• Stated problem 1:
In the Pokémon Chronicles article, on what date did the series make its U.S. premiere on Cartoon Network?
• Stated problem 2:
Print the Pokémon Chronicles article from "- English logo" to "TXN (TV Tokyo)".

• Provided text:
☆ ☆ ☆
- English logo for Pokémon Chronicles
- Directed by: Kunihiko Yuyama (Chief) Norihiko Sudo Sada Natori
- Produced by: Susumu Matsuyama Takemoto Mori
- Music by: Shinji Miyazaki
- Studio: OLM, Inc.
- Licensed by: The Pokémon Company International
- Original network: TXN (TV Tokyo)
- English network: AUS: Cartoon Network; CA: YTV; UK: Toonami; US: Cartoon Network;
- Original run: December 3, 2002 – September 28, 2004
- Episodes: 16 (Japanese version); 22 (English version);

= Pokémon Chronicles =

Television anime

Pokémon Chronicles (Note: partly known in Japan as Pocket Monsters: Side Stories (ポケットモンスター サイドストーリー, Poketto Monsutā: Saido Sutōrī)) is a Japanese anime television series, part of The Pokémon Company's Pokémon media franchise. It serves as a spin-off series of the Pokémon anime series, revolving around characters other than Ash Ketchum.

It first aired in Japan on December 3, 2002, on TV Tokyo and concluded on September 28, 2004. The series made its U.S. premiere on Cartoon Network on June 3, 2006, after it ended in most other countries.

Four DVDs have been released in the United Kingdom, with a U.S. release still non-existent. All of the episodes have been released as extras on the first six-season box sets of Pokémon in Australia (the newer 6 DVD box sets do not have the Pokémon Chronicles episodes, while the older 14 DVD sets do). A box set containing all 22 episodes has also been released in Australia.
☆ ☆ ☆
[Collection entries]
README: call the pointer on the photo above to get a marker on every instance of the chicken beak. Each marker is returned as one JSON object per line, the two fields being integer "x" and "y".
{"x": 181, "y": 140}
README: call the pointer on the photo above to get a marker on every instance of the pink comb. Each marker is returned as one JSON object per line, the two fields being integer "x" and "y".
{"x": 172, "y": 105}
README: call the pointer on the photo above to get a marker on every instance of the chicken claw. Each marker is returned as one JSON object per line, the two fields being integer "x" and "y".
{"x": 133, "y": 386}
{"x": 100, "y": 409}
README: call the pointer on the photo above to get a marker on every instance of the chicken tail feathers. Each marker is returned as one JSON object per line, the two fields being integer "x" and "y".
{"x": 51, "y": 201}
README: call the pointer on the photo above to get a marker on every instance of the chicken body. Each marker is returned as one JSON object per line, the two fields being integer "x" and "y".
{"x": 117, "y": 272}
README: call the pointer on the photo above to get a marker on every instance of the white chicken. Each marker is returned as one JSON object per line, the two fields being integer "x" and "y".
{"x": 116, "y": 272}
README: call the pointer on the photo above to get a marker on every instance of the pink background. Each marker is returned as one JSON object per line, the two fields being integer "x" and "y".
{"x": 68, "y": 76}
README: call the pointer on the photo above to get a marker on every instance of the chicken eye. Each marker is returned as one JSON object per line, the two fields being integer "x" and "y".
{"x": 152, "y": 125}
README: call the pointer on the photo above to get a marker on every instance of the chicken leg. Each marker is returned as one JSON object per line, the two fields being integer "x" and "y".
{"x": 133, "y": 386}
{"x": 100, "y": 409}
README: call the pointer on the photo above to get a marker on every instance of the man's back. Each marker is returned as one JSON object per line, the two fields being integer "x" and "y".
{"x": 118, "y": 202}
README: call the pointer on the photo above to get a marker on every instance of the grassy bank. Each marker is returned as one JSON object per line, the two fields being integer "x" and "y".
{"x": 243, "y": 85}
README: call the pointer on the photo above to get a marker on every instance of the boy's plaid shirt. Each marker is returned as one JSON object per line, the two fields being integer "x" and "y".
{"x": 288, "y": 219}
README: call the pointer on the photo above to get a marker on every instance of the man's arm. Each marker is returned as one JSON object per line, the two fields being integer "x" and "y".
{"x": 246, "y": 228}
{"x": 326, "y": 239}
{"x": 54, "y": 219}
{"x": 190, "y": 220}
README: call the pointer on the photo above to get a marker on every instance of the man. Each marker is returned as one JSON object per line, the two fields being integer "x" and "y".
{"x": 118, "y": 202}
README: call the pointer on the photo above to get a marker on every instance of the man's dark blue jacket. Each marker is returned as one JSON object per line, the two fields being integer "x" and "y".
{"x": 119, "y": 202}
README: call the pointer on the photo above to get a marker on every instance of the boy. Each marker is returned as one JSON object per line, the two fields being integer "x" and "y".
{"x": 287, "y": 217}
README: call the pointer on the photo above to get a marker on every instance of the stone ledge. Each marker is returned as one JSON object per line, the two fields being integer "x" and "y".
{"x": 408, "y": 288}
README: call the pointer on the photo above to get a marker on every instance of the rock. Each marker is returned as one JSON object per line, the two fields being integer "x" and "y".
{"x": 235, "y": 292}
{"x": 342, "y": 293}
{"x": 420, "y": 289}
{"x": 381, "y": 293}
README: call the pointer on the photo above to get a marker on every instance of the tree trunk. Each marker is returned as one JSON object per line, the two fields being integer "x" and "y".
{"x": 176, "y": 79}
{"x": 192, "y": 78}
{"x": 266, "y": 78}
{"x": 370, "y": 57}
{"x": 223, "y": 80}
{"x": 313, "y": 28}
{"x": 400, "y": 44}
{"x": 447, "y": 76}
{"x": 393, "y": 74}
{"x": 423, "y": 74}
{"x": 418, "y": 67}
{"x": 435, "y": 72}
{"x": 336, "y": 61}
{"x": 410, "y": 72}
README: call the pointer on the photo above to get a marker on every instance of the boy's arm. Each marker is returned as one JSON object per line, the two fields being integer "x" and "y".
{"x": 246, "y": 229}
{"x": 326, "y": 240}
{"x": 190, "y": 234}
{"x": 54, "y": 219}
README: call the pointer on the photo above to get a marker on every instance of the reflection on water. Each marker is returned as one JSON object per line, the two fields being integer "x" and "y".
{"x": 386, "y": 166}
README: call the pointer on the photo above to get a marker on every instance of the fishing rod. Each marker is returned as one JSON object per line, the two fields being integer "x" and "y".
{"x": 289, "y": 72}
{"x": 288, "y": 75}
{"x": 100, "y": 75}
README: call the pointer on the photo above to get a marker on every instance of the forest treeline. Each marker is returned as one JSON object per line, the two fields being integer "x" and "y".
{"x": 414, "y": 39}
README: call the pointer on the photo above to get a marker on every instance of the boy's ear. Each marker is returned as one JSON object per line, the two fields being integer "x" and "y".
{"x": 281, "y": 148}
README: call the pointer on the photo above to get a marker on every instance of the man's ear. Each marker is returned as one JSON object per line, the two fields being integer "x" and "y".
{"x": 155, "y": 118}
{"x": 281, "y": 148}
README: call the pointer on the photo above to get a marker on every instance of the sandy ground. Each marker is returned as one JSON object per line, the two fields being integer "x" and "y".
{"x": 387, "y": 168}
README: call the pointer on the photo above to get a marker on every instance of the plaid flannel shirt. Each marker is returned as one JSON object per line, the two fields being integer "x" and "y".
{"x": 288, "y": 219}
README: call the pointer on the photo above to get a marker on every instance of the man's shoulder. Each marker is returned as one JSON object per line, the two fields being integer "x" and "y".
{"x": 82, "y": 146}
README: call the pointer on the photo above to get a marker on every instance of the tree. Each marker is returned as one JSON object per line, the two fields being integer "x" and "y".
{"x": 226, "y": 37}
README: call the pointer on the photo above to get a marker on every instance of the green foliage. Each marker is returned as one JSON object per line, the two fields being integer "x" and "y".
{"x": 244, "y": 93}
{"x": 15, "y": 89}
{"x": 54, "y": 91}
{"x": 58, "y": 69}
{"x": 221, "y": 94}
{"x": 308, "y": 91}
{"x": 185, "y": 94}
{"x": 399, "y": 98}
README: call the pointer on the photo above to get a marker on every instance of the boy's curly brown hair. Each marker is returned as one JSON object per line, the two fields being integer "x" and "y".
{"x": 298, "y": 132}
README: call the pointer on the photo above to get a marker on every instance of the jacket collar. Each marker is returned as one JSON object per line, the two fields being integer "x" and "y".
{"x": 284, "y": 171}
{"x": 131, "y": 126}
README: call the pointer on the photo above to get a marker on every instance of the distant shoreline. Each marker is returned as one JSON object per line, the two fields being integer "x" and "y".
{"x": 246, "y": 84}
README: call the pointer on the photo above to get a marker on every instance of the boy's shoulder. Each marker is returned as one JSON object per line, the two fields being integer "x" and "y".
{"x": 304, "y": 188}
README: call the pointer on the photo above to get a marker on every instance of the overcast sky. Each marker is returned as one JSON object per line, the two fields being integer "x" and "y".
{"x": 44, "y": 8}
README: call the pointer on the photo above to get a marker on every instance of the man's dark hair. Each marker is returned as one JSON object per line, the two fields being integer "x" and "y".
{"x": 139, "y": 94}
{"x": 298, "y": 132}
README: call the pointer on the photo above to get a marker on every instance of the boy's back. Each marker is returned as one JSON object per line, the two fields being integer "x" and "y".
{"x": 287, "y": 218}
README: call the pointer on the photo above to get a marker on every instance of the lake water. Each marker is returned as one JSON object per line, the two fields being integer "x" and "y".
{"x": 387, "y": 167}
☆ ☆ ☆
• Response 1:
June 3, 2006

• Response 2:
- English logo for Pokémon Chronicles
- Directed by: Kunihiko Yuyama (Chief) Norihiko Sudo Sada Natori
- Produced by: Susumu Matsuyama Takemoto Mori
- Music by: Shinji Miyazaki
- Studio: OLM, Inc.
- Licensed by: The Pokémon Company International
- Original network: TXN (TV Tokyo)